*Directions for this task*
In the entries below, swap "clear white sky" for "hazy gray sky" from the line with "Q: For every instance of the clear" through the end of the entries, and give back only those lines, otherwise unchanged.

*Given information*
** START **

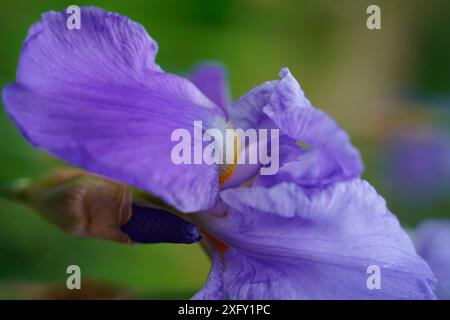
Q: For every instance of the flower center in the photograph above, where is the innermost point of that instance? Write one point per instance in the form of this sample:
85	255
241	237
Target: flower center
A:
232	143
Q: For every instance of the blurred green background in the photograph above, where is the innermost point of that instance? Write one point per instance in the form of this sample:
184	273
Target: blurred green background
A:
373	82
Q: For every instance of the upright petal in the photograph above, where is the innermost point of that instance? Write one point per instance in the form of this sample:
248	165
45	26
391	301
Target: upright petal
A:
316	244
95	98
212	80
432	240
331	156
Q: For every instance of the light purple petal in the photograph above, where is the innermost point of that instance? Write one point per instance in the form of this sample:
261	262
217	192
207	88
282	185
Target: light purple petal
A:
213	288
432	241
315	245
212	80
331	157
95	98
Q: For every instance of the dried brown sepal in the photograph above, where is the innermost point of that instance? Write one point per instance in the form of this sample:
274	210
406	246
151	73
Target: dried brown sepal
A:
80	203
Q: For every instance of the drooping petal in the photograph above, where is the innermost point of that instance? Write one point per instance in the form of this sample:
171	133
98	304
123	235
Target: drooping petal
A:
95	98
331	158
151	225
212	80
213	288
316	244
432	240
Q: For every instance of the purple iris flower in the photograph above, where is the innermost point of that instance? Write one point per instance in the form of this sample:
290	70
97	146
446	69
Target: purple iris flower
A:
432	239
96	98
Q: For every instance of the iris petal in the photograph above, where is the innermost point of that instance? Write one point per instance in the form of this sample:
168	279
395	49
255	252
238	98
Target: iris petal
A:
315	244
95	98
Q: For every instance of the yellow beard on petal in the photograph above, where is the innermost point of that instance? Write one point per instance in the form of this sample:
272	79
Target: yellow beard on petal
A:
226	169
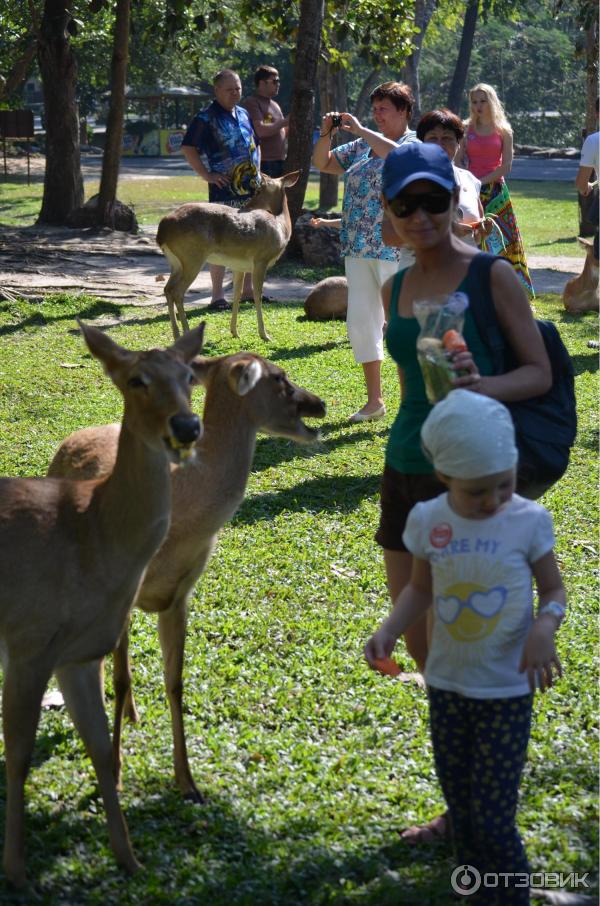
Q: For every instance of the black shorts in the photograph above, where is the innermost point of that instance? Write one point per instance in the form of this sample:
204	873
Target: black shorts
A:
399	493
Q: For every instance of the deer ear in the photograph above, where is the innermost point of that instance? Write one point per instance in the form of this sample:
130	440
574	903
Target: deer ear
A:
290	179
244	375
103	348
190	344
202	367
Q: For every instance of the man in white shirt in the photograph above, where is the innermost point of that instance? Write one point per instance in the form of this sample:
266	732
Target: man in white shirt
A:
590	162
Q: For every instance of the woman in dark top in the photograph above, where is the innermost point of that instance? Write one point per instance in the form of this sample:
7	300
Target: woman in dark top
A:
420	196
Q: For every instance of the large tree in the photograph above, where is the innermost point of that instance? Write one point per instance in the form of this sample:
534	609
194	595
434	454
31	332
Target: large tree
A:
114	126
302	108
63	183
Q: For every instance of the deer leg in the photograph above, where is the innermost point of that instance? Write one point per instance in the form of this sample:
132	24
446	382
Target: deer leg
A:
24	686
258	278
82	690
238	279
183	274
171	628
124	704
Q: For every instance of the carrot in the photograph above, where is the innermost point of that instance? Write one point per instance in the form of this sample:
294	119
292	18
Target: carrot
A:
453	342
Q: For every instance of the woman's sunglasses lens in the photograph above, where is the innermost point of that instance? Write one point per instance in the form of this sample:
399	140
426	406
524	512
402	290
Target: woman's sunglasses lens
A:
432	203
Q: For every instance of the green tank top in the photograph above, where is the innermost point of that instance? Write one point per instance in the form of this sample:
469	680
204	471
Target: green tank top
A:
403	450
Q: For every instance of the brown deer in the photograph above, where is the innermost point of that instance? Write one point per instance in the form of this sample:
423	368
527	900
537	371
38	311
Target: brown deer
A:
72	555
249	239
244	394
581	293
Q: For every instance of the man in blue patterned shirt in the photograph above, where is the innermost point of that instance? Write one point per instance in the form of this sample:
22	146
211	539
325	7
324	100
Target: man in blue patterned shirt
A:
221	146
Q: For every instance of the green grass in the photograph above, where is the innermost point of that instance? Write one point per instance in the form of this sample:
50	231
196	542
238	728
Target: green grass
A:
546	211
547	215
309	762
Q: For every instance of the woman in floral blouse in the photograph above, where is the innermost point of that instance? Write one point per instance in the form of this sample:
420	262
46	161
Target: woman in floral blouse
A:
368	262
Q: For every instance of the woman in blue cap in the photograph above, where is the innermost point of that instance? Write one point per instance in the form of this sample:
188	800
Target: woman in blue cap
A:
420	196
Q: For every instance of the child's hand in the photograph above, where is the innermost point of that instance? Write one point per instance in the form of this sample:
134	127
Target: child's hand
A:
539	655
380	645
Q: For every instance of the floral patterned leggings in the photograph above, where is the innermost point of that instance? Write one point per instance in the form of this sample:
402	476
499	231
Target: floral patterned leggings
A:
480	746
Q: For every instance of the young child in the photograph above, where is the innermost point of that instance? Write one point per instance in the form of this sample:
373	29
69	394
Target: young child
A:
475	549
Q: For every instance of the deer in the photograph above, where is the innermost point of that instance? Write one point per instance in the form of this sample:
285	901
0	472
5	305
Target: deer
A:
581	293
245	394
72	555
249	239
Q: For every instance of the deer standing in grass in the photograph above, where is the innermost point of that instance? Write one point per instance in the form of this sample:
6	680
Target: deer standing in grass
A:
581	293
244	394
72	555
250	239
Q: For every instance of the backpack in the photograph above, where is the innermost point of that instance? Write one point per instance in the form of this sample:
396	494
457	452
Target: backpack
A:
545	425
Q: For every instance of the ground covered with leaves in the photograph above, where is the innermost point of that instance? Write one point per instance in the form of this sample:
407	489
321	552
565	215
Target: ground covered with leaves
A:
310	763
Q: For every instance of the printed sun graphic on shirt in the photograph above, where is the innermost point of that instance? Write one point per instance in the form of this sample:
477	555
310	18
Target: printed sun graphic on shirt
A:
470	612
476	616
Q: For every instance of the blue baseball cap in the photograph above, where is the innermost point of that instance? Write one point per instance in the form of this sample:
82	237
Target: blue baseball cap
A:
416	160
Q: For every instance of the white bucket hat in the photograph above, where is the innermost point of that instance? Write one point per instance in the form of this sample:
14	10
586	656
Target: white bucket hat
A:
468	435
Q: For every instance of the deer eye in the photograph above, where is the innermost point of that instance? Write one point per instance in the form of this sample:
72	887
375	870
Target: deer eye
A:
137	381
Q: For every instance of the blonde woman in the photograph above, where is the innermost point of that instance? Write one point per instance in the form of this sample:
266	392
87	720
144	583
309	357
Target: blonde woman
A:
487	152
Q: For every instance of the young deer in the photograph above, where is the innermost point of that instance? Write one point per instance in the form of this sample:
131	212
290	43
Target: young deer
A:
250	239
581	293
72	554
244	394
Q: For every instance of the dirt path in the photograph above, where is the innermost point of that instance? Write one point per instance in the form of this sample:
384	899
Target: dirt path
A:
36	261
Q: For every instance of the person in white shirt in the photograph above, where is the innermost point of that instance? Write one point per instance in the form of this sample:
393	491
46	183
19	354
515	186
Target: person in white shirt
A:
589	163
475	549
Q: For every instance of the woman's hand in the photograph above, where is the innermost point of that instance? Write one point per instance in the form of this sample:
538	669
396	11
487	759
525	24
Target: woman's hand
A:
483	229
380	645
467	373
327	127
218	179
352	125
540	660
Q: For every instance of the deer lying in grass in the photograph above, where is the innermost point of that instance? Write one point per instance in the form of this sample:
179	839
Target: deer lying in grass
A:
250	239
244	394
581	293
72	554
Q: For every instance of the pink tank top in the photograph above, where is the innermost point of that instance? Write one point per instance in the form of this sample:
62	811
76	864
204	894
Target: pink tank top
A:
484	152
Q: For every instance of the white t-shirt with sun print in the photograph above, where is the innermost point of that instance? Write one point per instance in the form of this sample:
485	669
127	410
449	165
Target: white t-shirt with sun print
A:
482	592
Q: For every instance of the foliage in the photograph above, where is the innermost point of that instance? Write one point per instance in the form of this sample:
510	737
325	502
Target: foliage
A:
309	762
530	61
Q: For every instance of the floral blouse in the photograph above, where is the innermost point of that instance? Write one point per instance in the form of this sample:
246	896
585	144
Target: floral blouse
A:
362	211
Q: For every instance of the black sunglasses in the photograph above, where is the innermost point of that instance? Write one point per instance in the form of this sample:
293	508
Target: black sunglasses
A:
431	202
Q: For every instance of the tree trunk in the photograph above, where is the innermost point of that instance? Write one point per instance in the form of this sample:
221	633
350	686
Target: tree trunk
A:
459	79
424	10
63	183
362	104
591	76
111	158
302	106
332	96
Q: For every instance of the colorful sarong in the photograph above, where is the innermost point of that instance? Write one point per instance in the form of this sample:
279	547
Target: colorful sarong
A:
505	238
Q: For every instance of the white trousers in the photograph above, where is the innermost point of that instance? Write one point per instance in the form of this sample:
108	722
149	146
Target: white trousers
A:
364	321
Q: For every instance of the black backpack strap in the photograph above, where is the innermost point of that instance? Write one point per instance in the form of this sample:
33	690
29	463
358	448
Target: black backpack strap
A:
482	308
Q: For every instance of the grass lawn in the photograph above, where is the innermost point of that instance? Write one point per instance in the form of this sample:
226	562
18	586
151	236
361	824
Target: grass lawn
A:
546	211
309	762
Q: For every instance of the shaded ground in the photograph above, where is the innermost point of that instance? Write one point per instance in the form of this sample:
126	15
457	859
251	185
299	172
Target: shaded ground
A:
36	261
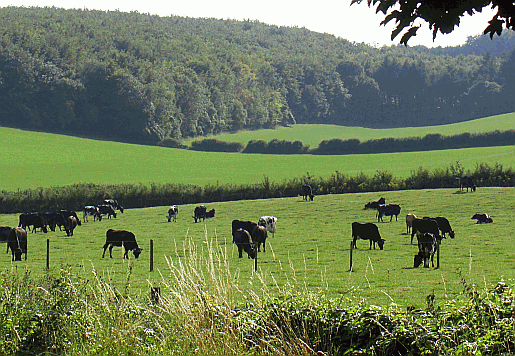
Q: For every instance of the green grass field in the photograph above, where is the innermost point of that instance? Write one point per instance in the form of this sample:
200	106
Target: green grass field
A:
32	160
312	135
310	251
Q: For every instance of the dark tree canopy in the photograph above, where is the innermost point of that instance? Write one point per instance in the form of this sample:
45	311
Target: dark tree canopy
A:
442	16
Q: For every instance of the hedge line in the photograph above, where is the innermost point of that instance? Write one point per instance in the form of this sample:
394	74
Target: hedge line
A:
76	196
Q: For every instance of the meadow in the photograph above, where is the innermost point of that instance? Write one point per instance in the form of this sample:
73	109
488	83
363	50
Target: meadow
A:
312	135
32	159
309	253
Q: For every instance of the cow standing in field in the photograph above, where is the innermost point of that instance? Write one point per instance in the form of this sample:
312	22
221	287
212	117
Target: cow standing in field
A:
17	242
121	238
172	213
366	231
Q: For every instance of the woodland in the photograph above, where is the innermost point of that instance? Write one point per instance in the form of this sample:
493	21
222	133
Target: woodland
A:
143	78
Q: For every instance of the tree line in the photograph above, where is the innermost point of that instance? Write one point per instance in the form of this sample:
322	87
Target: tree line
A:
149	79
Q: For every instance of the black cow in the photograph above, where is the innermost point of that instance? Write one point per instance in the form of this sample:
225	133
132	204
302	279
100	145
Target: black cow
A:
307	191
242	239
388	210
34	220
421	226
468	182
427	244
172	213
17	242
482	218
108	210
70	224
366	231
121	238
114	204
5	231
375	204
91	210
200	213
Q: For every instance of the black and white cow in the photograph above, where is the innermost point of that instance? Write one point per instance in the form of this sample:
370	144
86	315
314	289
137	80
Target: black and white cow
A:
17	242
482	218
172	213
307	192
121	238
91	210
375	204
200	213
421	226
114	204
366	231
427	245
269	222
388	210
106	209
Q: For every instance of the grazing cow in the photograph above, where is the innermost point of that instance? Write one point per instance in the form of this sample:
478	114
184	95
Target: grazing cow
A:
34	220
482	218
366	231
242	239
91	210
421	226
17	242
409	220
375	204
114	204
106	210
468	182
5	231
172	213
70	224
121	238
307	191
269	222
388	210
200	213
427	244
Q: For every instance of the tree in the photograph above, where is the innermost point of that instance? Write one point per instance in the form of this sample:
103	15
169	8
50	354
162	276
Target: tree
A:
442	16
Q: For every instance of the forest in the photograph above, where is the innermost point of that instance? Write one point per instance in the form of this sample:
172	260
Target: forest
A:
144	78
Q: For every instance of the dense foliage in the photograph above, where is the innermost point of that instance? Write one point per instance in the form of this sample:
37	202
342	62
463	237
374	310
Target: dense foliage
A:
144	78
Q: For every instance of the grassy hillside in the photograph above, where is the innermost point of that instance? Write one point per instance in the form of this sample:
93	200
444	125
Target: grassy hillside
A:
313	134
31	160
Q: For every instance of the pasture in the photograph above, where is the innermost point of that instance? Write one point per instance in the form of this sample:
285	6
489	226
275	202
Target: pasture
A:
312	135
32	159
310	251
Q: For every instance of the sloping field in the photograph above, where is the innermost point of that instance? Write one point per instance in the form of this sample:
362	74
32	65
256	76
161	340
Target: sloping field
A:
32	159
312	135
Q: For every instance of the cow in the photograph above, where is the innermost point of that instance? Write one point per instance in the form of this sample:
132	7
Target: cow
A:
307	191
269	222
200	213
468	182
5	231
243	240
421	226
388	210
121	238
375	204
172	213
482	218
91	210
114	204
17	242
34	220
106	209
70	224
409	220
366	231
427	245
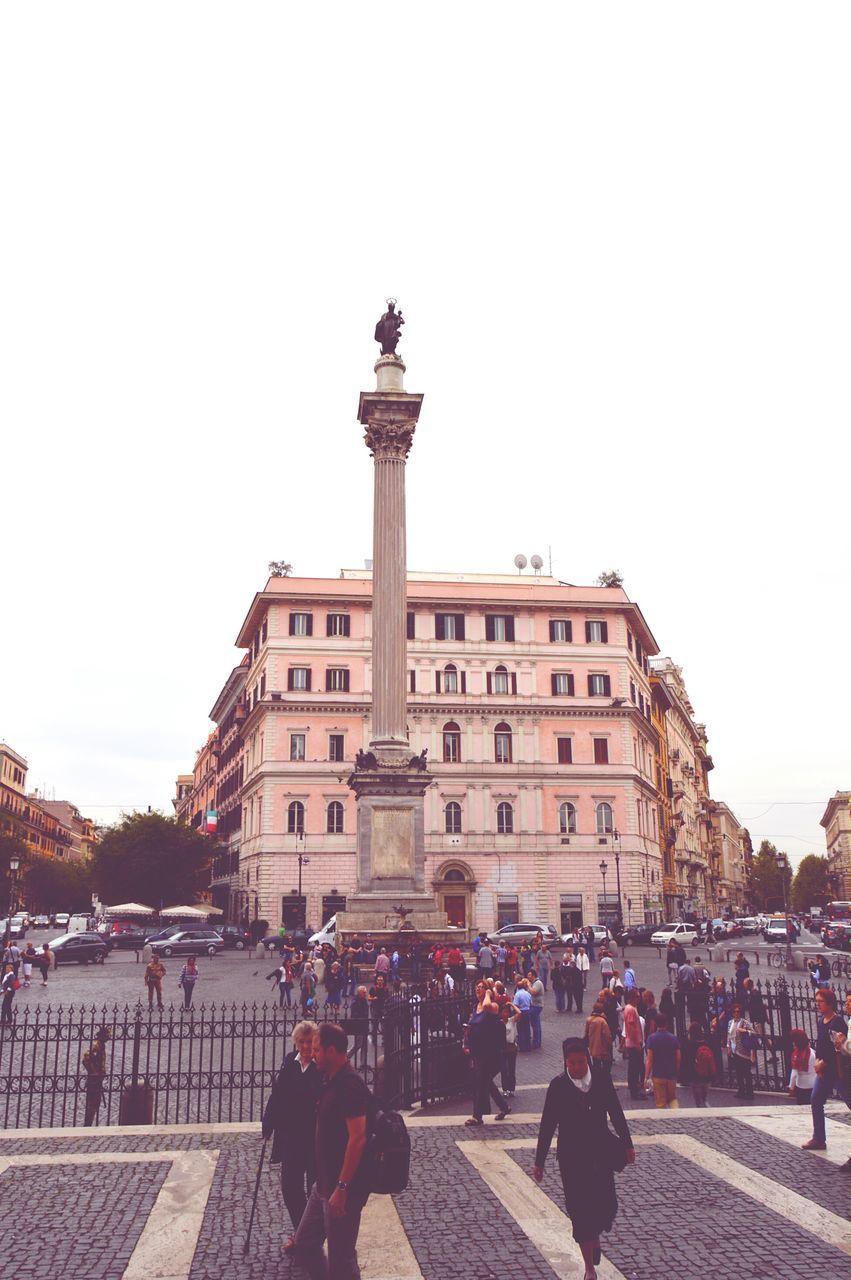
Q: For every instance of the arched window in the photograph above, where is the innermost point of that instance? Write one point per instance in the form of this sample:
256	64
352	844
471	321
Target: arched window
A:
604	819
502	744
296	818
451	743
567	818
504	818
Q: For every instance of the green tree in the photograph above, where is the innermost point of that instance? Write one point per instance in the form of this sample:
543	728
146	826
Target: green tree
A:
151	859
768	880
810	886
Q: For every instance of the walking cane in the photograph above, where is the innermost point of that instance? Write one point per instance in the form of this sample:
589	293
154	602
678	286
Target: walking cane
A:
254	1203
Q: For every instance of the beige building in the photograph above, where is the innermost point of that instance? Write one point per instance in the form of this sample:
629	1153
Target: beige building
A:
837	833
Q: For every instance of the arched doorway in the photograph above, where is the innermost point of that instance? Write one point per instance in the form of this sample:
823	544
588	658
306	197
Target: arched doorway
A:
454	886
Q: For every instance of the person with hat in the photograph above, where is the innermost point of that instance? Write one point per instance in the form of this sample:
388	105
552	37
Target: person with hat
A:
579	1105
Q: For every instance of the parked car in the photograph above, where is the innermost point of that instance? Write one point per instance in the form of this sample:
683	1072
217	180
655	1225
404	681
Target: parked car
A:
79	949
234	937
525	933
190	942
636	935
680	932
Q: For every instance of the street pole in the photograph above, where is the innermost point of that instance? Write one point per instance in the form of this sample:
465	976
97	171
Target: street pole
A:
616	837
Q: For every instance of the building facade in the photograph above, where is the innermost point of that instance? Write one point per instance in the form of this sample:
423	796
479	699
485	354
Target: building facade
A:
836	821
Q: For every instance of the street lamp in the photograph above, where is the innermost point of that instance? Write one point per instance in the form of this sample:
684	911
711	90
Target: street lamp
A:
616	839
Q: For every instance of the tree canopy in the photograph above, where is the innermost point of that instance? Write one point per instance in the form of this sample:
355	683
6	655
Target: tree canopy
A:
151	859
768	880
810	886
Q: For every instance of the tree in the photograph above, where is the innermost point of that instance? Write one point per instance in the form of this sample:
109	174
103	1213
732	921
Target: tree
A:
151	859
768	880
810	886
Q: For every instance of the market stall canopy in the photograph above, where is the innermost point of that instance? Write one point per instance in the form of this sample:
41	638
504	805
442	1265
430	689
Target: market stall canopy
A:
191	913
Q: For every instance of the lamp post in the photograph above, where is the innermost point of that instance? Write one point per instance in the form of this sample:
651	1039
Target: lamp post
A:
616	839
14	863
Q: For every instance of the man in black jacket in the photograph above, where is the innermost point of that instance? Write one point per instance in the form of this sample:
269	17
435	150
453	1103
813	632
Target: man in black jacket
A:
291	1116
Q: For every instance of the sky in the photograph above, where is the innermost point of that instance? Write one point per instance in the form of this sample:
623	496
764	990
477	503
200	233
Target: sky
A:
620	238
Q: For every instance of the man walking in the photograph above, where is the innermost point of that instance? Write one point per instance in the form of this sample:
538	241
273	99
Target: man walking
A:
338	1197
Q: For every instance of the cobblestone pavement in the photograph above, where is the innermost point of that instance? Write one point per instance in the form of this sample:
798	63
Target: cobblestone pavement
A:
173	1203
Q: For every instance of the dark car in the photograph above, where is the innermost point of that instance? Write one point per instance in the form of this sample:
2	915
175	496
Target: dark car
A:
187	942
635	935
79	949
234	937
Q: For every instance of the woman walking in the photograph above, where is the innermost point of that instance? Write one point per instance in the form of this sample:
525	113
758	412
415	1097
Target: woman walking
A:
577	1105
187	979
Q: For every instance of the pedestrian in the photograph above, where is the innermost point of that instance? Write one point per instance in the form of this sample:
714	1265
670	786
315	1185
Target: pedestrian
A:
289	1120
598	1037
741	1050
95	1068
577	1105
187	979
584	965
27	961
509	1015
524	1002
8	987
544	965
154	976
559	987
485	1046
536	1011
829	1024
335	1203
663	1065
803	1063
634	1045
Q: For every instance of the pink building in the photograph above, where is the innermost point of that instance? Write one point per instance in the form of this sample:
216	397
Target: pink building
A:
532	699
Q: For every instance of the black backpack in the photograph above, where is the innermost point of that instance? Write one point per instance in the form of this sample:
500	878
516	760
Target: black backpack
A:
388	1155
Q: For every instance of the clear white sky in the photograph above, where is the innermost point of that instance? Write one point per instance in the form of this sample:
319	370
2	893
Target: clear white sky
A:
620	236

** END **

*Task result*
Q: For every instance of the hazy gray sky in the photograph above, where is the innermost point of that instance? Write one point per instance in the form of this sample:
319	370
2	893
Target: hazy gray sky
A:
620	236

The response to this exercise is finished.